# Goal of the exercise
Output as a numbered list the lines of the records from the line with "target: aerial village" to the line with "Trace the outline of every instance of the green", leaving out blank lines.

# Stored data
* begin *

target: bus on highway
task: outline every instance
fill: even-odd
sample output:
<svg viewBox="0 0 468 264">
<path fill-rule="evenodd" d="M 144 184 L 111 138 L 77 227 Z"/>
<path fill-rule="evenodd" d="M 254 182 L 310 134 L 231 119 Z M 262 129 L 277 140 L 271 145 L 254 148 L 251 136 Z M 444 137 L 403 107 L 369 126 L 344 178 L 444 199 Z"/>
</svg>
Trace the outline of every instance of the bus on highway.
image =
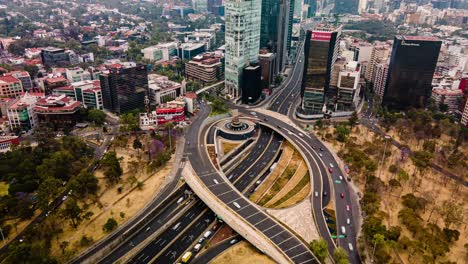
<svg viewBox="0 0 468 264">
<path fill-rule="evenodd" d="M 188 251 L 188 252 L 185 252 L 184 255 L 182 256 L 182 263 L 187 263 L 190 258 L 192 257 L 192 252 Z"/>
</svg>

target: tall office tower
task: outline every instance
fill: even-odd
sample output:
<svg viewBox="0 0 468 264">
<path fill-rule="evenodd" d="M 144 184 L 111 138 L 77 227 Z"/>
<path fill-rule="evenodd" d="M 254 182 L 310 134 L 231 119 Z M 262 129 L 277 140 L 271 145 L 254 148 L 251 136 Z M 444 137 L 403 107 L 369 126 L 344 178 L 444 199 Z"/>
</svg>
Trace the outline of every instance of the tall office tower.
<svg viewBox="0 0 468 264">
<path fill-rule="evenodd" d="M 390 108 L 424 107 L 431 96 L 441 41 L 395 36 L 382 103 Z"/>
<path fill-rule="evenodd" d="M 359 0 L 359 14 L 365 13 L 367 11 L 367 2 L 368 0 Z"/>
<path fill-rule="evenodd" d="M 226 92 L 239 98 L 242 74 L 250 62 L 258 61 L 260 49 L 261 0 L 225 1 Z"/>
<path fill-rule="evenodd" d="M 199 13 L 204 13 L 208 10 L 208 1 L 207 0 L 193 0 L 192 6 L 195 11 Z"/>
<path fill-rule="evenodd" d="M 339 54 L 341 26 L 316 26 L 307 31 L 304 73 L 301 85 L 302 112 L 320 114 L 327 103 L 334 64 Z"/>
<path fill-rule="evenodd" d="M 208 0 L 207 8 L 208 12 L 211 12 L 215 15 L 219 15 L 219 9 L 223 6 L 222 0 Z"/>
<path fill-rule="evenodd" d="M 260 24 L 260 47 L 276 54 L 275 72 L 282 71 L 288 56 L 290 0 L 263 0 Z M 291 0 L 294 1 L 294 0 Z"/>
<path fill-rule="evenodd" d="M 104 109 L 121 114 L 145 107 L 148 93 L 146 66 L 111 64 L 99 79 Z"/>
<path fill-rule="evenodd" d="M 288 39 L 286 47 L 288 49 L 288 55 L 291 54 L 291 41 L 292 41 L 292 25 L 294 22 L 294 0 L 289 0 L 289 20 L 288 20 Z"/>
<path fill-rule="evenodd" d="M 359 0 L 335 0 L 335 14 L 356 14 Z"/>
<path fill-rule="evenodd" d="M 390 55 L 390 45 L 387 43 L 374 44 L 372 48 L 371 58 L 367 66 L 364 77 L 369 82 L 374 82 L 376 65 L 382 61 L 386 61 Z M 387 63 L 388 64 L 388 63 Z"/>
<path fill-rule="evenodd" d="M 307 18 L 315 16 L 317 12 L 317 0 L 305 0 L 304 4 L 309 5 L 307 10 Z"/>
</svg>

* end *
* begin *

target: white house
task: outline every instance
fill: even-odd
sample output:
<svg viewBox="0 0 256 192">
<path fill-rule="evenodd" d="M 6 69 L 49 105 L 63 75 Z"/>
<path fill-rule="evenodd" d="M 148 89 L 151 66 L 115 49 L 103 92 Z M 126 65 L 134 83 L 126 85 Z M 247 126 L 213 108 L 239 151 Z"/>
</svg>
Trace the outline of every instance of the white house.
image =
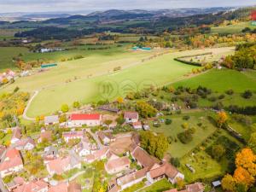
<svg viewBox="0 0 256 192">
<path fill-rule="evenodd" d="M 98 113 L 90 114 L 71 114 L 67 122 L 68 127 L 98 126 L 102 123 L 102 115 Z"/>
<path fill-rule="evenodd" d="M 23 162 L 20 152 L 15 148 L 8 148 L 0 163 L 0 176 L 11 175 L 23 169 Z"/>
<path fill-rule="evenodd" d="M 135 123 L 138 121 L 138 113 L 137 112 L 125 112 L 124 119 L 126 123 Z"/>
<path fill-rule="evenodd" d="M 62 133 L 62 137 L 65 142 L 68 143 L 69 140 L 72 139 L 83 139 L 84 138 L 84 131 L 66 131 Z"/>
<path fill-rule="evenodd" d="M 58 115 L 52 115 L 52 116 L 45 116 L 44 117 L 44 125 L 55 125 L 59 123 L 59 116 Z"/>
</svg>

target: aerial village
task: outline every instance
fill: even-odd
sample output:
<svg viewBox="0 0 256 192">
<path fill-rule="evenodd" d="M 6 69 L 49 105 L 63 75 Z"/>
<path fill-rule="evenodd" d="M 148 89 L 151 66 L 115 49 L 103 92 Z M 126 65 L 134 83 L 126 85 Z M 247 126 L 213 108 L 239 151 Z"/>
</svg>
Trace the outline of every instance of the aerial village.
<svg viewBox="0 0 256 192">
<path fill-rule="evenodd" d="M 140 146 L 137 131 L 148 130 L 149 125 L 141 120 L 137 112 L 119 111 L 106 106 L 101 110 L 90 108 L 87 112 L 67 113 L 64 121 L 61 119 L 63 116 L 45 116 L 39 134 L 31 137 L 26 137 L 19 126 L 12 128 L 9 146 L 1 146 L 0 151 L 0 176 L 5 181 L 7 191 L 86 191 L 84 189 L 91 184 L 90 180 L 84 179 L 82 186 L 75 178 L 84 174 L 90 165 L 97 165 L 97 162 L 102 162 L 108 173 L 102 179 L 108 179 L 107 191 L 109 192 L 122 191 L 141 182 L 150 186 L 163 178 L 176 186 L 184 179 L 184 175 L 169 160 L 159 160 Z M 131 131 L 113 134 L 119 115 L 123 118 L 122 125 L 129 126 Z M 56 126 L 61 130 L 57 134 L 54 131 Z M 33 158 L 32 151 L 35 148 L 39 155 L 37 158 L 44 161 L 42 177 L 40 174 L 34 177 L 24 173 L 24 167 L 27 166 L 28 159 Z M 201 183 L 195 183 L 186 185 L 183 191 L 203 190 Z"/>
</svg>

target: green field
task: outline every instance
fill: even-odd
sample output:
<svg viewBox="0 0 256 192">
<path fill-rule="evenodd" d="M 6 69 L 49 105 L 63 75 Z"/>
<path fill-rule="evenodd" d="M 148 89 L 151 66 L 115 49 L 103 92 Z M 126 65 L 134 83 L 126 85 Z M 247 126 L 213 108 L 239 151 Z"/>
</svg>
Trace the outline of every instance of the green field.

* end *

# Solution
1. target: aerial village
2. task: outline every instance
3. fill: even-odd
4. sample output:
5. <svg viewBox="0 0 256 192">
6. <path fill-rule="evenodd" d="M 6 69 L 49 105 L 63 75 Z"/>
7. <path fill-rule="evenodd" d="M 148 89 L 151 66 L 115 49 L 103 92 Z M 126 65 L 134 83 L 126 85 Z M 247 126 L 213 108 L 239 151 Z"/>
8. </svg>
9. Trace the outline of every instance of the aerial village.
10. <svg viewBox="0 0 256 192">
11. <path fill-rule="evenodd" d="M 140 146 L 137 131 L 148 130 L 149 125 L 141 120 L 137 112 L 119 111 L 106 106 L 101 110 L 90 108 L 87 112 L 67 113 L 64 121 L 61 119 L 63 116 L 45 116 L 39 134 L 31 137 L 26 137 L 19 126 L 12 128 L 9 146 L 1 146 L 0 151 L 0 176 L 5 181 L 7 191 L 86 191 L 84 189 L 91 184 L 90 180 L 84 179 L 82 186 L 75 178 L 84 174 L 90 165 L 97 165 L 97 162 L 102 162 L 108 173 L 102 179 L 108 179 L 107 191 L 109 192 L 122 191 L 141 182 L 150 186 L 163 178 L 176 186 L 184 179 L 184 175 L 169 160 L 159 160 Z M 131 131 L 113 134 L 119 115 L 123 118 L 122 125 L 129 126 Z M 56 126 L 61 130 L 57 134 L 54 131 Z M 33 158 L 32 151 L 35 148 L 39 155 L 37 158 L 44 161 L 42 177 L 40 174 L 34 177 L 24 173 L 24 167 L 27 166 L 28 159 Z M 201 183 L 195 183 L 186 185 L 183 191 L 203 190 Z"/>
12. </svg>
13. target: green field
14. task: outline every instance
15. fill: even-odd
16. sample output:
17. <svg viewBox="0 0 256 192">
18. <path fill-rule="evenodd" d="M 6 69 L 49 105 L 63 75 Z"/>
19. <path fill-rule="evenodd" d="M 148 89 L 151 66 L 115 49 L 103 92 Z M 126 65 L 134 83 L 126 85 Z M 247 126 L 213 108 L 239 151 Z"/>
20. </svg>
21. Trace the outline of every instance of the green field.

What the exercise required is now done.